─── DATA SHOWN

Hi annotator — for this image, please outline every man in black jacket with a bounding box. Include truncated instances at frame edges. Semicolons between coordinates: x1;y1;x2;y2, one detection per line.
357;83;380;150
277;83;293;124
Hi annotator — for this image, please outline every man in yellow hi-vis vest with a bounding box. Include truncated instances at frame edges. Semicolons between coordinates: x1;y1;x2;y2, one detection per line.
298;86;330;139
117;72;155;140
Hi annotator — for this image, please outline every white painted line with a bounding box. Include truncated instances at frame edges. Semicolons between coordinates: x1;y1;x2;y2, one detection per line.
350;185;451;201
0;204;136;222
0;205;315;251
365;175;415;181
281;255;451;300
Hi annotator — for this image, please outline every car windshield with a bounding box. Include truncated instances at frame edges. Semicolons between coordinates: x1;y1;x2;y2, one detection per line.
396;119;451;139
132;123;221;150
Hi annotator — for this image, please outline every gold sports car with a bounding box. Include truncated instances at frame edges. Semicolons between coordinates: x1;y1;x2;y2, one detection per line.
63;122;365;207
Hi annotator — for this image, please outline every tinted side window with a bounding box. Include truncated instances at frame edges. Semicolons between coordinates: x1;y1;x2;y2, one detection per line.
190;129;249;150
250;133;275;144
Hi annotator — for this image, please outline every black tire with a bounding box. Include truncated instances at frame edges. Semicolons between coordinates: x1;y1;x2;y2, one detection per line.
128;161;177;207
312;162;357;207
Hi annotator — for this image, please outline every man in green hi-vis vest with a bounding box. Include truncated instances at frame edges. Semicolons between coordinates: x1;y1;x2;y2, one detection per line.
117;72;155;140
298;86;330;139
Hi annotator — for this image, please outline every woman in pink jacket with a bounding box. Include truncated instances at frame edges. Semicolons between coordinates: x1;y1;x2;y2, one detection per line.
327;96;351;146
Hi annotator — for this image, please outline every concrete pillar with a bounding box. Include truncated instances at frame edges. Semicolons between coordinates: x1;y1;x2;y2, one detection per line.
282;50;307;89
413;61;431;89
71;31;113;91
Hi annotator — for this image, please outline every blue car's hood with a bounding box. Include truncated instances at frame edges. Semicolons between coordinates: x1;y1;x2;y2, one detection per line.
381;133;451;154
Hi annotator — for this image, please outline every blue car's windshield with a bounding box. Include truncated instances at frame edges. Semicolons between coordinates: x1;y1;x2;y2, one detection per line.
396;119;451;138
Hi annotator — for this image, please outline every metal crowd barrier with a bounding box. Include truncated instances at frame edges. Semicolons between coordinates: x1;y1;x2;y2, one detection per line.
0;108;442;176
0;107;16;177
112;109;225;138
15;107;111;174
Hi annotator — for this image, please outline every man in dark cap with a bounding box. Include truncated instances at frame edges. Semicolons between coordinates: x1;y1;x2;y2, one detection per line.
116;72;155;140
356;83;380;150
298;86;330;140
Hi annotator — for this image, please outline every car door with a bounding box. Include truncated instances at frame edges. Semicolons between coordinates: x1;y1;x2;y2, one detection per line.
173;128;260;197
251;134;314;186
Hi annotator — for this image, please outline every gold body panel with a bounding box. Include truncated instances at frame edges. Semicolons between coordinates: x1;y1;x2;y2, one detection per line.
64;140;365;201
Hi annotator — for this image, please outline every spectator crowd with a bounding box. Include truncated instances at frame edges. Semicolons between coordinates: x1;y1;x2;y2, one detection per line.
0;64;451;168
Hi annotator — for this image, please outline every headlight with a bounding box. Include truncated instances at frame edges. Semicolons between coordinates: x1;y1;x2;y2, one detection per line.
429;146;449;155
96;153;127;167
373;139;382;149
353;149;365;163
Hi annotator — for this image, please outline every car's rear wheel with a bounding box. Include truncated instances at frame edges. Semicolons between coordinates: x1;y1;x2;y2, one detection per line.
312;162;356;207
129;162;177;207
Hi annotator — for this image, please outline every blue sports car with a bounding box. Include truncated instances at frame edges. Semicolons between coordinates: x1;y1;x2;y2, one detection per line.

──────

**WORK TO BE COMPLETED:** Write out all of these lines again, replacing "bounding box" with "rectangle" wherever it occurs and leaving everything else untouched.

**EXERCISE RESPONSE:**
Hi annotator — for this image, please outline every man in black jacket with a rectangle. Include truncated instances at frame edges. Semicolons between coordinates: x1;y1;x2;y2, one detection per line.
357;83;380;150
277;83;293;124
Hi annotator — for this image, please outline every man in yellow hi-vis vest with a rectangle. Include truncated instances at frame edges. Semicolons between coordinates: x1;y1;x2;y2, one detection per line.
298;86;330;139
117;72;155;140
Hi annotator — for this image, please outline every white painted line with a rectangle. Include truncated instances at frame edges. Semicolons between coordinates: x1;y1;x2;y2, one detection per line.
350;185;451;201
0;204;136;222
0;205;315;251
365;175;415;181
281;255;451;300
Hi annotator — for this image, please outline every car windshield with a rectangle. Include truncated instances at frame edges. Semicolons between coordinates: x1;y1;x2;y2, one detection per line.
396;119;451;139
132;123;221;150
Hi annotator — for this image, please outline every gold sports car with a rectangle. Include truncated instances at frame edges. Semicolons between coordinates: x1;y1;x2;y2, one detection per line.
63;122;365;207
Hi annotator — for this image, please outline every tinted side window with a rectangle. Include truncated instances at frame edges. Semicolons between coordinates: x1;y1;x2;y2, one detection per line.
190;129;249;150
250;133;275;144
Hi annotator — for this image, please outline every black tire with a rectangle. Include truncated instances at frame edges. Semicolons between coordinates: x1;y1;x2;y2, one detection per line.
128;161;177;207
312;162;357;207
Hi annotator — for this image, please outline every man in green hi-vis vest with a rectangle. Include truncated instances at frame edges. Semicolons between coordinates: x1;y1;x2;y2, one detection per line.
117;72;155;140
298;86;330;139
Hi annotator — for this image, please outline every woman in pink jacket with a rectangle. Include truncated instances at frame edges. Semicolons between coordinates: x1;y1;x2;y2, one detection per line.
327;96;351;146
Hi annotator — for this image, please outline every concrete pillar with a rectangle. Include truncated instances at frame edges. Semicolons between coordinates: x1;y1;x2;y2, one detection per line.
282;50;307;89
413;61;431;89
71;31;113;91
Hi annotator — for this image, please outline every blue car's hood with a rectangle. Include truncated instances at frame edges. Semicolons between coordinates: x1;y1;x2;y2, one detection per line.
381;133;451;154
Hi annotator — for this image, please outline every blue car's windshield with a rectangle. Include truncated instances at frame edges. Semicolons between coordinates: x1;y1;x2;y2, one detection per line.
396;119;451;138
Hi annotator — for this image, please outline every metal crowd barrier with a rectangle. Include truncated instances at frame edges. Semicolons between coordinates: x1;y1;x2;y2, one detection per line.
0;108;442;176
0;107;16;177
112;109;225;138
15;107;111;174
Hi annotator — for this image, please outline every man in dark cap with a rectangle. Include truncated instances at frame edges. Semicolons between coordinates: x1;y1;x2;y2, one detection per line.
116;72;155;140
356;83;380;150
298;86;330;140
Hi annotator — for this image, please outline every car door with a rectangle. Include truncated instances at frame edges. Semicolons between coordinates: x1;y1;x2;y2, one detection per line.
173;128;260;197
251;134;314;186
Hi annotator — for this image, please outline every gold body panel with a rectangle. Include truncated instances at frame edges. Semicolons between coordinates: x1;y1;x2;y2, one detection per line.
64;140;365;201
Hi annotator — for this image, please outline every spectator crowd with a rectangle. Include truncated instances at frame edges. Semicolons between coordinates: x1;y1;x2;y2, one detection per line.
0;64;451;168
Hi annotator — for this image, please outline every headlight with a rectangle. Include truncated instances at frame edges. Semicolons between coordinates: x1;y1;x2;y2, one detection per line.
429;146;449;155
96;153;127;167
373;139;382;149
353;149;365;163
Hi annotator — for this image, please outline every car's rear wheel with a rectangle. Include truncated instances at frame edges. Semicolons between coordinates: x1;y1;x2;y2, one detection per line.
312;162;356;207
129;162;177;207
Hi annotator — for this image, please outline every blue sports car with a rectangle. Include truncated instances at frame edges. Semicolons between coordinates: x1;y1;x2;y2, one detection per line.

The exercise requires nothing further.